▶ [Exercise] Out of the records below, copy all lines in which the word "girl" occurs.

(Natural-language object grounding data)

==============================

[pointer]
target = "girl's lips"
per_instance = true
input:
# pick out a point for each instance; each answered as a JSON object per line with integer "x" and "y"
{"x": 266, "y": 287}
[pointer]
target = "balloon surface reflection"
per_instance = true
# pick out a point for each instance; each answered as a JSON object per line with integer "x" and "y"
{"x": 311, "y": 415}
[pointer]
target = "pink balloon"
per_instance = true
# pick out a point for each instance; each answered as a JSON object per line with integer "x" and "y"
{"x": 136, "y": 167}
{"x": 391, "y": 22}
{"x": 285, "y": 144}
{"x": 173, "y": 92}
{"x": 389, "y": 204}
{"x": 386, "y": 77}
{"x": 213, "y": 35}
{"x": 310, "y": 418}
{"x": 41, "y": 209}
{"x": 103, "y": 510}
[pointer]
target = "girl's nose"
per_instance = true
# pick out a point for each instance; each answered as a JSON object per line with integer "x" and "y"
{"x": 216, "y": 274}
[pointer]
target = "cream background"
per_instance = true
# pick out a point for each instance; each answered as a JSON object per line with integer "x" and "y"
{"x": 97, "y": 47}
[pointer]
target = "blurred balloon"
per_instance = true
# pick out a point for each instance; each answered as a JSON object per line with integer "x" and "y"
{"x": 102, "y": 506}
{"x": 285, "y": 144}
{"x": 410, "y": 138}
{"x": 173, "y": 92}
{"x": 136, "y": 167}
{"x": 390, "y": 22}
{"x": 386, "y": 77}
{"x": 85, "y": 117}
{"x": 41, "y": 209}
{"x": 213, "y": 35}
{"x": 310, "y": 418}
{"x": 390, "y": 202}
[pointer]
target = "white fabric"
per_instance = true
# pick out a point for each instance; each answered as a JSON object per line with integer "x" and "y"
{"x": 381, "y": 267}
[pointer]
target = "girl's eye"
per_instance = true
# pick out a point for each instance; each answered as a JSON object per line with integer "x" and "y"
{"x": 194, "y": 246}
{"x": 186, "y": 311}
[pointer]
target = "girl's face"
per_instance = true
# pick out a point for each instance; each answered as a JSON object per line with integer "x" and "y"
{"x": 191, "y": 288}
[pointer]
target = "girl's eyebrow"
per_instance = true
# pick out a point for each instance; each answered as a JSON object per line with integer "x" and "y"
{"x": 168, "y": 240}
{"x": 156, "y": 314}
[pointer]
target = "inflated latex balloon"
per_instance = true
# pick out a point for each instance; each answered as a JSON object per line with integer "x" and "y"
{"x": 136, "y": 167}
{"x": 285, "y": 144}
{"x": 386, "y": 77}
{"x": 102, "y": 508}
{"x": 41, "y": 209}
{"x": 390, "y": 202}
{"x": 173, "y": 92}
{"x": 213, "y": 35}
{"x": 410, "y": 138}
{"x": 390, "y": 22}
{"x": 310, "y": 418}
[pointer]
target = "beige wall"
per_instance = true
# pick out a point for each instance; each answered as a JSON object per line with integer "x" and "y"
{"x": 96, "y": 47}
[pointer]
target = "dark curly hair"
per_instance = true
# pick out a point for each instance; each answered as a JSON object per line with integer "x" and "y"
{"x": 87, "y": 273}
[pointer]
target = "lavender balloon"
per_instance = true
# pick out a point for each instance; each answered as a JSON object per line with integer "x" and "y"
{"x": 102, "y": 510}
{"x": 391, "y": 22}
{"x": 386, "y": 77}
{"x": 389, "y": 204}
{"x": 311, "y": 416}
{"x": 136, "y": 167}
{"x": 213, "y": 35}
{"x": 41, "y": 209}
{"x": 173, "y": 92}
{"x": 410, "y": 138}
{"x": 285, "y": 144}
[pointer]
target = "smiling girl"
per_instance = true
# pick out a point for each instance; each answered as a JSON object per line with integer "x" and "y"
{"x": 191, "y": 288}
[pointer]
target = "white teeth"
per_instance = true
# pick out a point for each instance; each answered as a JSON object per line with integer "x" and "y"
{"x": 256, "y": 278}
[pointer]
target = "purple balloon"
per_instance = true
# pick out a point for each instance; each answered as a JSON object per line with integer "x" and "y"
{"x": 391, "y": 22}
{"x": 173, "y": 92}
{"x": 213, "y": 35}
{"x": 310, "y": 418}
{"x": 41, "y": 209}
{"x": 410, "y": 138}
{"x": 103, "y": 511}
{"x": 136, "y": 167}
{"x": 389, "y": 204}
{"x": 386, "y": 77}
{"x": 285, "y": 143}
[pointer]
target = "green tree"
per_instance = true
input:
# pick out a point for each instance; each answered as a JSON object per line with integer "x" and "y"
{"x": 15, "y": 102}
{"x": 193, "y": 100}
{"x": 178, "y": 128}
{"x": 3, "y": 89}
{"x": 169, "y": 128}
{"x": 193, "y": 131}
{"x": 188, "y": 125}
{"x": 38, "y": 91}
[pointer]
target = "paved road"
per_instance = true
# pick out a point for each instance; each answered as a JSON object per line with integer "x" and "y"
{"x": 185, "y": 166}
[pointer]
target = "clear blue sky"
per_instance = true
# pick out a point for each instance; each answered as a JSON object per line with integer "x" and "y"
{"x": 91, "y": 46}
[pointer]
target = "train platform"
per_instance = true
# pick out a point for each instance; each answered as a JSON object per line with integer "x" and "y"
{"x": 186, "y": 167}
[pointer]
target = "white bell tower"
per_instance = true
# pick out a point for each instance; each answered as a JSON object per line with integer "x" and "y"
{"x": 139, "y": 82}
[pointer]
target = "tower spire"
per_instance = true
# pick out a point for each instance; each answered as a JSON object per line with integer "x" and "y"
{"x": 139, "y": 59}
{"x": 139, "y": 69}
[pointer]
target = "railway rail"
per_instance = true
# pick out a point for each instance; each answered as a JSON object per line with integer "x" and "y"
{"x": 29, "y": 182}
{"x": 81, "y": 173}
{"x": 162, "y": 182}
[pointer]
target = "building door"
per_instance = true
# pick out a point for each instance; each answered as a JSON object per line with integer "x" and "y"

==============================

▶ [Written solution]
target = "girl's lips"
target = "girl's nose"
target = "girl's eye"
target = "girl's face"
target = "girl's eyebrow"
target = "smiling girl"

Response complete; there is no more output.